►
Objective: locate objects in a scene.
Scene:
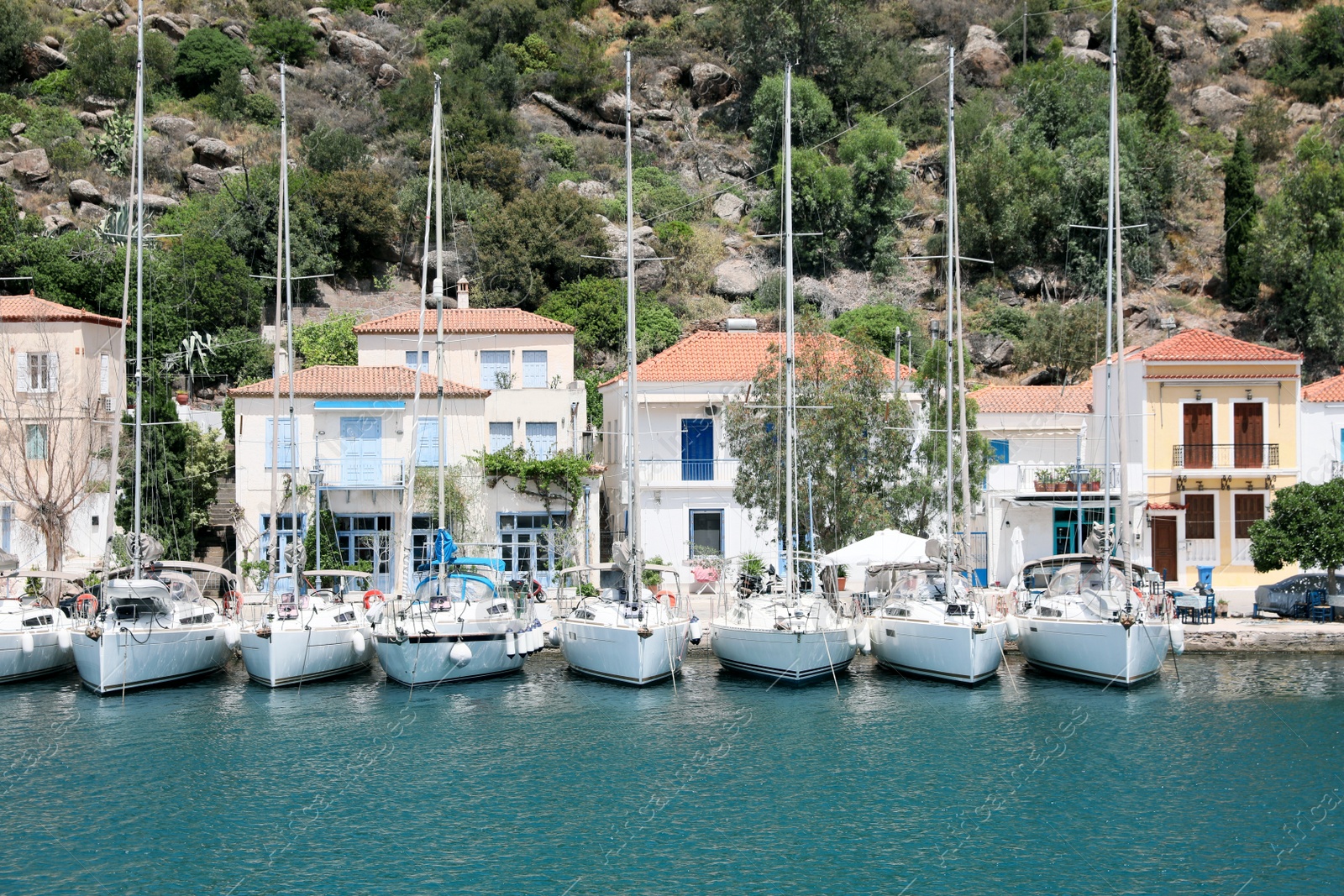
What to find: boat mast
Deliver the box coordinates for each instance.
[1110,0,1133,584]
[130,0,145,579]
[625,50,643,603]
[942,45,959,602]
[784,62,797,595]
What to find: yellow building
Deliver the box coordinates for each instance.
[1126,329,1302,589]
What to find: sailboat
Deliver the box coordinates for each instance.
[242,62,374,688]
[869,47,1008,685]
[368,76,543,688]
[72,2,239,694]
[1012,0,1184,686]
[710,65,865,684]
[551,51,690,685]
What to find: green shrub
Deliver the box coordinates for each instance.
[173,29,253,97]
[249,18,318,65]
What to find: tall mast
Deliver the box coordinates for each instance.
[942,45,959,600]
[625,50,643,602]
[130,0,145,579]
[784,62,797,594]
[1110,0,1133,582]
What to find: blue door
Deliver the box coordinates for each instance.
[681,421,714,482]
[340,417,383,486]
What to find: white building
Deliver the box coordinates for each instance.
[600,331,912,582]
[0,293,126,569]
[230,291,596,591]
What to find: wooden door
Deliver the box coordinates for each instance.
[1232,401,1265,469]
[1184,405,1214,470]
[1153,516,1179,582]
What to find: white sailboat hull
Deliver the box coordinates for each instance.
[72,622,237,694]
[710,623,858,684]
[242,625,375,688]
[869,616,1008,685]
[556,619,690,685]
[0,626,76,684]
[1017,616,1171,688]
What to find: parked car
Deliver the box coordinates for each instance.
[1255,572,1344,616]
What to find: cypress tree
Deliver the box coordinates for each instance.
[1120,7,1172,132]
[1223,130,1261,307]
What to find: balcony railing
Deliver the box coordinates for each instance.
[1172,442,1278,470]
[640,459,739,486]
[314,458,406,489]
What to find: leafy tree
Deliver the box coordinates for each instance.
[475,188,607,309]
[1250,129,1344,361]
[1015,301,1106,383]
[249,18,318,65]
[294,313,359,367]
[1250,478,1344,594]
[0,0,42,83]
[173,29,253,97]
[723,336,914,551]
[1120,7,1174,132]
[300,123,368,175]
[751,76,836,168]
[313,170,396,277]
[1223,130,1261,307]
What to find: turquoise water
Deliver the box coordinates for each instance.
[0,650,1344,896]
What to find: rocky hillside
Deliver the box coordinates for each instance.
[0,0,1344,381]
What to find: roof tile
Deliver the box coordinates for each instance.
[354,307,574,336]
[228,364,489,398]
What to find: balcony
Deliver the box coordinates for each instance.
[1172,442,1278,470]
[312,458,405,489]
[640,459,739,488]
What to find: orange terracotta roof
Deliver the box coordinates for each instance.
[0,293,123,327]
[602,331,916,385]
[970,380,1093,414]
[1302,369,1344,403]
[228,364,489,398]
[1126,329,1302,361]
[354,307,574,336]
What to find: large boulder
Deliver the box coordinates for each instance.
[9,146,51,184]
[1205,16,1250,43]
[1191,85,1252,118]
[959,25,1012,87]
[714,258,761,298]
[690,62,738,106]
[327,31,392,78]
[23,43,70,81]
[191,137,237,168]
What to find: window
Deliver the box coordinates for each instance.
[265,417,294,470]
[527,423,556,461]
[25,423,47,461]
[690,511,723,558]
[1185,495,1214,538]
[1232,495,1265,538]
[15,352,56,392]
[522,352,546,388]
[491,422,513,454]
[481,352,513,388]
[415,417,438,466]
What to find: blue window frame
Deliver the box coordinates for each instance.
[681,419,714,482]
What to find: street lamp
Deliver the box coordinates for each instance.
[307,454,323,569]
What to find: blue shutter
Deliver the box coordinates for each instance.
[522,352,546,388]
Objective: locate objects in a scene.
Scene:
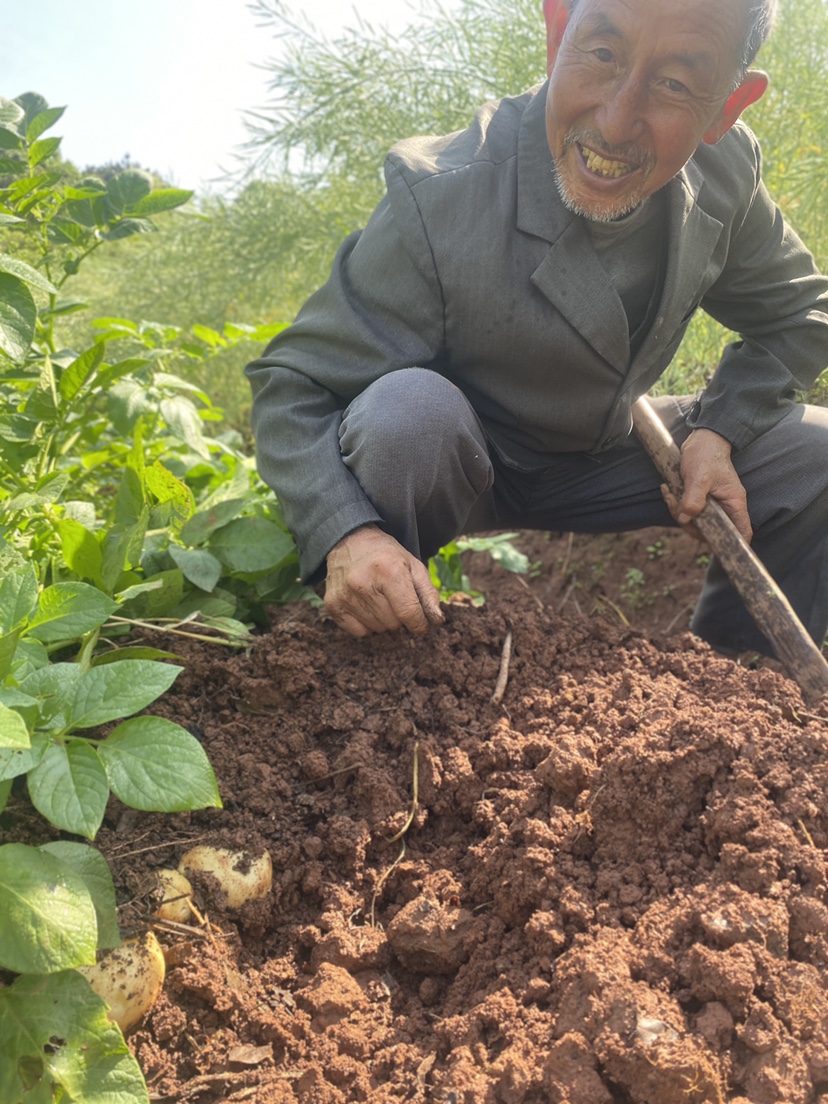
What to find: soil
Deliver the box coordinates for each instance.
[8,530,828,1104]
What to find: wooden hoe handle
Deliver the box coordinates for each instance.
[633,396,828,702]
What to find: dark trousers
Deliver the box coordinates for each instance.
[340,368,828,655]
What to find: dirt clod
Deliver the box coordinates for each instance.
[6,531,828,1104]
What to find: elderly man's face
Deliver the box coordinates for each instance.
[546,0,764,220]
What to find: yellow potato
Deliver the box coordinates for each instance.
[178,846,273,909]
[78,932,164,1031]
[152,870,192,924]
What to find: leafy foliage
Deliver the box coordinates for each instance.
[0,94,311,1104]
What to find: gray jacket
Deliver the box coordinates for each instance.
[247,85,828,577]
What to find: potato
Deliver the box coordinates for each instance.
[178,846,273,909]
[78,932,164,1031]
[152,870,192,924]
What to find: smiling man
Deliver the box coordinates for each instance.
[247,0,828,651]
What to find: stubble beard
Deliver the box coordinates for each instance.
[552,129,654,222]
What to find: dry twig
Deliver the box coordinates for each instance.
[491,629,512,705]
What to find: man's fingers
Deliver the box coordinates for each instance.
[411,560,446,628]
[325,527,443,637]
[661,484,704,541]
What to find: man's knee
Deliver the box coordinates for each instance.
[339,368,490,484]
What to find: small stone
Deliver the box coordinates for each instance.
[297,963,368,1030]
[388,896,474,974]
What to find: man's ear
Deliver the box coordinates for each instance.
[702,70,767,146]
[543,0,570,76]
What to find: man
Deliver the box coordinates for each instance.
[248,0,828,651]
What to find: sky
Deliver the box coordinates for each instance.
[0,0,452,193]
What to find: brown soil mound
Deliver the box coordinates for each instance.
[6,532,828,1104]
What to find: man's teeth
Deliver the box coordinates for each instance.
[583,149,633,178]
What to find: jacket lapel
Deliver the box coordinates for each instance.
[518,85,629,375]
[518,84,722,382]
[630,160,722,378]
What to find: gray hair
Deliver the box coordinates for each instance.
[570,0,777,81]
[741,0,776,73]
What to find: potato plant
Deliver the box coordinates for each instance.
[0,93,311,1104]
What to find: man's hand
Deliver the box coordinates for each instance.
[661,429,753,544]
[325,526,444,636]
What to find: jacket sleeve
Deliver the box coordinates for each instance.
[688,132,828,449]
[246,166,443,582]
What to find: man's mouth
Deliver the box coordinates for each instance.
[578,142,638,180]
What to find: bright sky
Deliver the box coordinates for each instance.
[0,0,452,191]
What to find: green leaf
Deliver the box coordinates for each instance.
[29,583,118,644]
[128,187,193,217]
[0,732,52,782]
[0,414,38,443]
[115,578,163,604]
[100,219,156,242]
[181,498,247,548]
[7,471,70,511]
[0,703,31,747]
[106,169,152,214]
[169,544,222,591]
[100,507,149,591]
[0,970,149,1104]
[457,533,531,575]
[98,716,222,813]
[0,563,38,634]
[19,664,83,729]
[161,395,210,459]
[174,586,238,618]
[0,628,20,682]
[11,637,49,682]
[0,687,40,728]
[0,97,25,130]
[192,323,227,349]
[66,659,183,729]
[210,518,294,573]
[40,839,120,949]
[60,341,106,402]
[0,253,57,295]
[29,138,62,169]
[63,195,106,230]
[138,567,184,617]
[0,273,38,361]
[26,739,109,839]
[144,460,195,519]
[92,647,183,667]
[0,843,97,971]
[115,467,146,526]
[25,107,66,142]
[57,518,103,586]
[0,123,23,149]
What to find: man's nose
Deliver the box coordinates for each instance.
[595,74,647,146]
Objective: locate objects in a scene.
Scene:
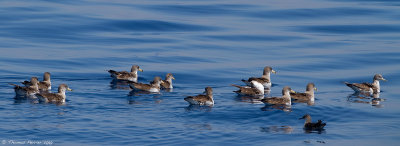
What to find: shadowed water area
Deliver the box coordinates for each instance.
[0,0,400,145]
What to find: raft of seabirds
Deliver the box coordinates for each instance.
[9,65,386,131]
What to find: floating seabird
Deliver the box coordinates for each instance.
[161,73,175,89]
[185,87,214,105]
[261,86,296,105]
[35,84,72,103]
[344,74,387,93]
[290,83,317,101]
[21,72,51,92]
[232,80,264,96]
[300,114,326,131]
[108,65,143,83]
[242,66,276,89]
[129,77,164,92]
[9,77,39,98]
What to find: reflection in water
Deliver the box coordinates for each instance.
[110,79,130,90]
[185,123,212,130]
[260,126,293,134]
[347,93,385,108]
[303,128,326,134]
[292,100,315,106]
[185,104,212,112]
[235,95,264,104]
[127,91,162,104]
[14,96,39,104]
[261,104,292,112]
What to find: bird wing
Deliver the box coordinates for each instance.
[161,80,171,89]
[261,97,288,104]
[290,93,311,100]
[131,83,151,91]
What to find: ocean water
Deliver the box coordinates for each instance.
[0,0,400,145]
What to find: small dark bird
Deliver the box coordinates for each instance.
[161,73,175,89]
[300,114,326,131]
[21,72,51,92]
[232,81,264,96]
[108,65,143,83]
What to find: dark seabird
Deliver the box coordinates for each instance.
[21,72,51,92]
[300,114,326,131]
[290,83,317,101]
[129,77,164,92]
[232,81,264,96]
[185,87,214,105]
[261,86,296,105]
[161,73,175,89]
[344,74,387,93]
[9,77,39,98]
[108,65,143,83]
[242,66,276,89]
[35,84,72,103]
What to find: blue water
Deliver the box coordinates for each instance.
[0,0,400,145]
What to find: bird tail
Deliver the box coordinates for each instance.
[107,69,116,74]
[231,84,241,88]
[343,82,352,87]
[8,83,19,87]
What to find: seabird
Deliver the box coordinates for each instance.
[185,87,214,105]
[21,72,51,92]
[261,86,296,105]
[232,80,264,96]
[161,73,175,89]
[9,77,39,98]
[129,77,164,92]
[108,65,143,83]
[344,74,387,93]
[300,114,326,131]
[35,84,72,103]
[290,83,317,101]
[242,66,276,89]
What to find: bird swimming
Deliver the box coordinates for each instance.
[21,72,51,92]
[35,84,72,103]
[129,77,164,92]
[108,65,143,83]
[232,80,264,96]
[261,86,296,105]
[9,77,39,98]
[242,66,276,89]
[344,74,387,93]
[184,87,214,106]
[161,73,175,89]
[290,83,317,101]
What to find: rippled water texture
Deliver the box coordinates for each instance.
[0,0,400,145]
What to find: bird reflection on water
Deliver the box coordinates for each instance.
[347,92,385,108]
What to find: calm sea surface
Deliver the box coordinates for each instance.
[0,0,400,145]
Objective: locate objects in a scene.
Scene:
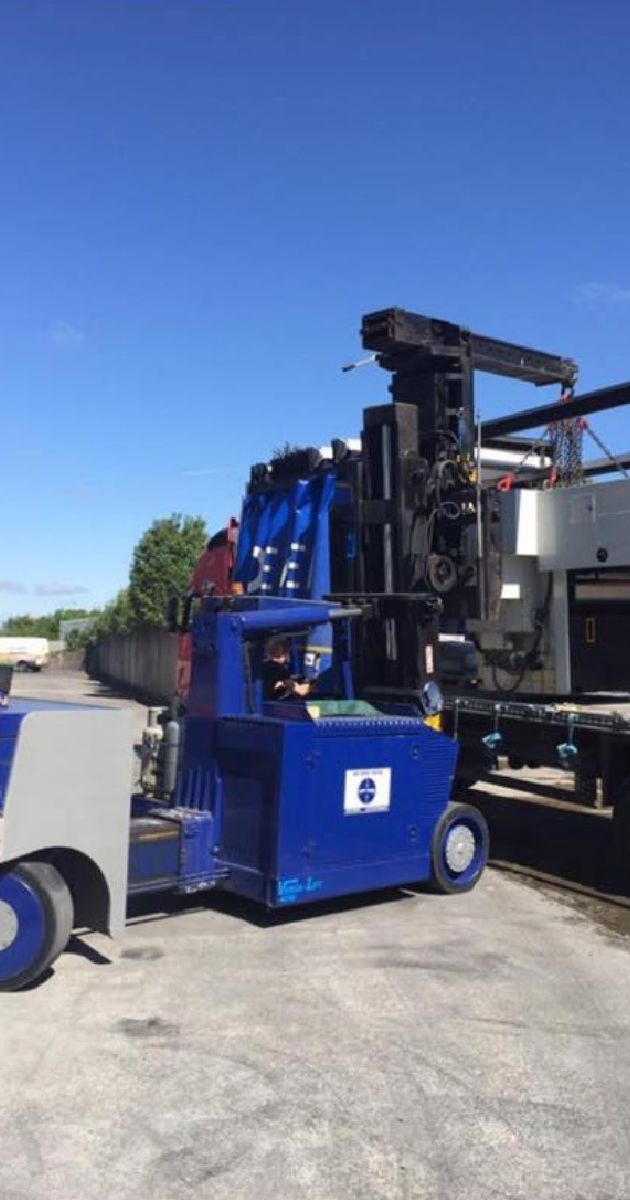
◄
[Task statement]:
Retype the lines starting with the line that contains "What to find: balcony railing" and going on through the line that contains "[633,396,828,702]", including both of those lines, and leave the pictures out of your answer.

[Correct response]:
What to find: balcony railing
Deliver the box coordinates for each instance.
[1172,442,1278,470]
[640,459,739,486]
[314,458,406,489]
What to find: leafy tree
Deliver the box coordinates for each instance.
[475,188,607,309]
[1250,129,1344,361]
[1015,301,1106,383]
[249,18,318,65]
[294,313,359,367]
[1250,478,1344,594]
[0,0,42,83]
[173,29,253,97]
[723,336,914,551]
[1120,7,1174,132]
[300,123,368,175]
[751,76,836,168]
[313,170,396,277]
[1223,130,1261,307]
What to find: turquoise water
Deliver the box coordinates for each instance.
[0,650,1344,896]
What to find: rocky hillside
Deliver the box coordinates for each instance.
[0,0,1344,381]
What to find: roof tile
Deliver the box coordinates for each instance.
[354,307,574,336]
[228,364,489,398]
What to find: balcony
Deliver the box coordinates for each instance.
[1172,442,1278,470]
[312,458,405,489]
[640,459,739,488]
What to find: orange terracotta roof
Deliver the box coordinates for each instance.
[0,293,123,327]
[602,331,916,385]
[970,380,1093,414]
[1302,369,1344,403]
[228,364,489,398]
[1126,329,1302,361]
[354,307,574,336]
What to find: large boulder
Deliver the box coordinates for each instance.
[9,146,51,184]
[1205,16,1250,43]
[1191,85,1252,118]
[959,25,1012,87]
[714,258,761,298]
[690,62,738,106]
[327,31,392,78]
[23,43,70,81]
[191,137,237,168]
What to find: window
Deliver the box coordinates for each instance.
[265,417,294,470]
[527,423,556,461]
[25,423,47,461]
[690,511,723,558]
[1185,495,1214,538]
[1232,495,1265,538]
[15,352,56,392]
[522,352,546,388]
[491,422,513,454]
[481,352,513,388]
[415,417,438,466]
What to find: blue window frame
Deliver the box coordinates for each instance.
[681,419,714,482]
What to find: street lamp
Deliver the box coordinates for each instance.
[307,454,323,569]
What to find: blue shutter
Deliver the box coordinates for each instance.
[522,352,546,388]
Objective: locate objects in a scene.
Scene:
What to find: soil
Deliver the box coordinates for each instance.
[8,530,828,1104]
What to find: wooden hoe handle
Deliver the box coordinates for each instance.
[633,396,828,702]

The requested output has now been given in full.